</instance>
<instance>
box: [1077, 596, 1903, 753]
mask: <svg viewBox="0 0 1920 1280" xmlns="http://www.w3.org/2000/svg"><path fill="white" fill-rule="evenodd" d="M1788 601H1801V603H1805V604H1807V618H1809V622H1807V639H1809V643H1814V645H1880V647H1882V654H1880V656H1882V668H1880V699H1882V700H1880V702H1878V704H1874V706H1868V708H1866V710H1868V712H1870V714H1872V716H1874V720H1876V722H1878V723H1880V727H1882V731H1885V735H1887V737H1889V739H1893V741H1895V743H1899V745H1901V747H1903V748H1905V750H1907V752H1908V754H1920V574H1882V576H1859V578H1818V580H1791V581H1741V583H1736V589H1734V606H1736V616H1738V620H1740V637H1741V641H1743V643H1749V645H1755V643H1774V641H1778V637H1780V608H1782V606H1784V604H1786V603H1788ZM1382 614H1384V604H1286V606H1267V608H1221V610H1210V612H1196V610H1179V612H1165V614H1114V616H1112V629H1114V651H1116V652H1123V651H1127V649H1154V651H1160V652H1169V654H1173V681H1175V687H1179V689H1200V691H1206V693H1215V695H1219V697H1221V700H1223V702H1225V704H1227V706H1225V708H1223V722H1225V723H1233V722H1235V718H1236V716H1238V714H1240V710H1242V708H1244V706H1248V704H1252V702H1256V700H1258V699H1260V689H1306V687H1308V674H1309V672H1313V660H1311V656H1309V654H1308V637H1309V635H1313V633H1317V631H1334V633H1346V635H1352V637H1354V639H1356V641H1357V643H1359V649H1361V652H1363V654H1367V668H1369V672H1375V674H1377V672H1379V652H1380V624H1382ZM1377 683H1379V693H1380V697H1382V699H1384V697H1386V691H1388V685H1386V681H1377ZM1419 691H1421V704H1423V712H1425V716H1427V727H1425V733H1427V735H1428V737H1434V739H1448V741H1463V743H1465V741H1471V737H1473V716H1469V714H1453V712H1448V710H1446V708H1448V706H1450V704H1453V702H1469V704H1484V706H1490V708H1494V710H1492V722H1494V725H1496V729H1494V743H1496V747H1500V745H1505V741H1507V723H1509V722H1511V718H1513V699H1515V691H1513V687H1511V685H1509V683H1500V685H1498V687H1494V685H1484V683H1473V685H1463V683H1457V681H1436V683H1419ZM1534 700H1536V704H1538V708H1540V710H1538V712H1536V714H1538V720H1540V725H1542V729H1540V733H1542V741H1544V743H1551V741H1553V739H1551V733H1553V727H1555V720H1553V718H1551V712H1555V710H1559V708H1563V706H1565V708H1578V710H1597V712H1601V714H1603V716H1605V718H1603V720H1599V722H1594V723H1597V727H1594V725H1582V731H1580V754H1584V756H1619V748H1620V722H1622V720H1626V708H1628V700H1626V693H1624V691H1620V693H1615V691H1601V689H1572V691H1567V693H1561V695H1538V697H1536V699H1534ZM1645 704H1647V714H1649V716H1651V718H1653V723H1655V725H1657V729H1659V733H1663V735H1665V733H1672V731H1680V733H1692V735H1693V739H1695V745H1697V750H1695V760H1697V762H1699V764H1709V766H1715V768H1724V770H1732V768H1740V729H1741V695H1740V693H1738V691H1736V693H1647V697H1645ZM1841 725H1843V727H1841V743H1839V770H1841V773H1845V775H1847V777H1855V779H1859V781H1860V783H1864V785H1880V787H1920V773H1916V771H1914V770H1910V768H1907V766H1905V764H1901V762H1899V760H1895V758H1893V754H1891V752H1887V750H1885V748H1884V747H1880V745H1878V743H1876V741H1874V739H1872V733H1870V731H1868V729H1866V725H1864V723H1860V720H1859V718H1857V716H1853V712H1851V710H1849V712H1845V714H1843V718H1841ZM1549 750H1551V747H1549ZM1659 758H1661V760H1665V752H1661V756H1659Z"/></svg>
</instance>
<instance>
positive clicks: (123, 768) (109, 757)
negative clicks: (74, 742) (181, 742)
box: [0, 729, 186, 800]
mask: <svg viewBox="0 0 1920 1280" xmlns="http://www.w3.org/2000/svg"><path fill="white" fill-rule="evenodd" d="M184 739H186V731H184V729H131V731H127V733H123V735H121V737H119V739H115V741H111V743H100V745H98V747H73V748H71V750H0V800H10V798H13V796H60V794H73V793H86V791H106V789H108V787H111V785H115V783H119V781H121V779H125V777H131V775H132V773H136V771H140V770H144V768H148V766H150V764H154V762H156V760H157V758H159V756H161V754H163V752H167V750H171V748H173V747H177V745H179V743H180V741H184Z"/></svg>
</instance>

┄┄┄┄┄┄

__Problem requirements__
Give the material again in full, exactly as it appears above.

__Your response__
</instance>
<instance>
box: [1077, 596, 1903, 753]
mask: <svg viewBox="0 0 1920 1280" xmlns="http://www.w3.org/2000/svg"><path fill="white" fill-rule="evenodd" d="M1788 601H1801V603H1805V604H1807V618H1809V622H1807V639H1809V643H1814V645H1880V647H1882V654H1880V656H1882V668H1880V699H1882V700H1880V702H1878V704H1874V706H1868V708H1866V710H1868V712H1870V714H1872V716H1874V720H1876V722H1878V723H1880V727H1882V731H1885V735H1887V737H1889V739H1893V741H1895V743H1899V745H1901V747H1903V748H1905V750H1907V752H1908V754H1920V574H1882V576H1859V578H1818V580H1791V581H1741V583H1736V589H1734V606H1736V616H1738V620H1740V637H1741V641H1743V643H1749V645H1755V643H1774V641H1778V637H1780V608H1782V606H1784V604H1786V603H1788ZM1382 614H1384V604H1286V606H1267V608H1221V610H1210V612H1196V610H1179V612H1165V614H1114V616H1112V629H1114V651H1116V652H1123V651H1127V649H1154V651H1160V652H1169V654H1173V681H1175V687H1179V689H1200V691H1206V693H1215V695H1219V697H1221V700H1223V702H1225V704H1227V706H1225V708H1223V722H1225V723H1233V722H1235V718H1236V716H1238V714H1240V710H1242V708H1244V706H1248V704H1252V702H1256V700H1258V699H1260V689H1306V687H1308V674H1309V672H1313V660H1311V656H1309V654H1308V637H1309V635H1313V633H1317V631H1334V633H1346V635H1352V637H1354V639H1356V641H1357V643H1359V649H1361V652H1363V654H1367V668H1369V672H1375V674H1377V672H1379V652H1380V624H1382ZM1377 683H1379V693H1380V697H1382V699H1384V697H1386V691H1388V685H1386V681H1377ZM1419 691H1421V704H1423V712H1425V716H1427V727H1425V733H1427V735H1428V737H1434V739H1448V741H1463V743H1465V741H1471V737H1473V716H1469V714H1453V712H1448V710H1446V708H1448V706H1450V704H1453V702H1469V704H1484V706H1490V708H1494V710H1492V722H1494V725H1496V729H1494V743H1496V747H1500V745H1505V741H1507V723H1509V722H1511V718H1513V699H1515V691H1513V687H1511V685H1509V683H1500V685H1498V687H1494V685H1484V683H1473V685H1463V683H1457V681H1436V683H1419ZM1534 700H1536V704H1538V708H1540V710H1538V712H1536V714H1538V720H1540V725H1542V729H1540V733H1542V741H1544V743H1551V741H1553V739H1551V733H1553V727H1555V720H1553V718H1551V712H1555V710H1559V708H1563V706H1565V708H1578V710H1597V712H1601V714H1603V716H1605V718H1603V720H1599V722H1594V723H1597V727H1594V725H1582V731H1580V754H1584V756H1619V748H1620V722H1622V720H1626V708H1628V700H1626V693H1624V691H1620V693H1615V691H1601V689H1572V691H1567V693H1561V695H1538V697H1536V699H1534ZM1645 704H1647V714H1649V716H1651V718H1653V723H1655V725H1657V729H1659V733H1663V735H1665V733H1672V731H1680V733H1692V735H1693V739H1695V745H1697V750H1695V760H1697V762H1699V764H1709V766H1715V768H1724V770H1732V768H1740V729H1741V695H1740V693H1738V691H1736V693H1647V697H1645ZM1841 725H1843V727H1841V743H1839V770H1841V773H1845V775H1847V777H1855V779H1859V781H1860V783H1864V785H1880V787H1920V773H1916V771H1914V770H1910V768H1907V766H1905V764H1901V762H1899V760H1895V758H1893V754H1891V752H1887V750H1885V748H1884V747H1880V745H1878V743H1876V741H1874V739H1872V733H1870V731H1868V729H1866V725H1864V723H1860V720H1859V718H1857V716H1853V712H1851V710H1849V712H1845V714H1843V718H1841ZM1549 750H1551V747H1549ZM1659 758H1661V760H1665V752H1661V756H1659Z"/></svg>
</instance>
<instance>
positive clicks: (123, 768) (109, 757)
negative clicks: (74, 742) (181, 742)
box: [0, 729, 186, 800]
mask: <svg viewBox="0 0 1920 1280" xmlns="http://www.w3.org/2000/svg"><path fill="white" fill-rule="evenodd" d="M184 739H186V731H184V729H131V731H127V733H123V735H121V737H119V739H115V741H111V743H100V745H98V747H73V748H71V750H0V800H10V798H13V796H60V794H73V793H86V791H106V789H108V787H111V785H115V783H119V781H121V779H125V777H131V775H132V773H136V771H140V770H144V768H148V766H150V764H154V762H156V760H157V758H159V756H161V754H163V752H167V750H171V748H173V747H177V745H179V743H180V741H184Z"/></svg>
</instance>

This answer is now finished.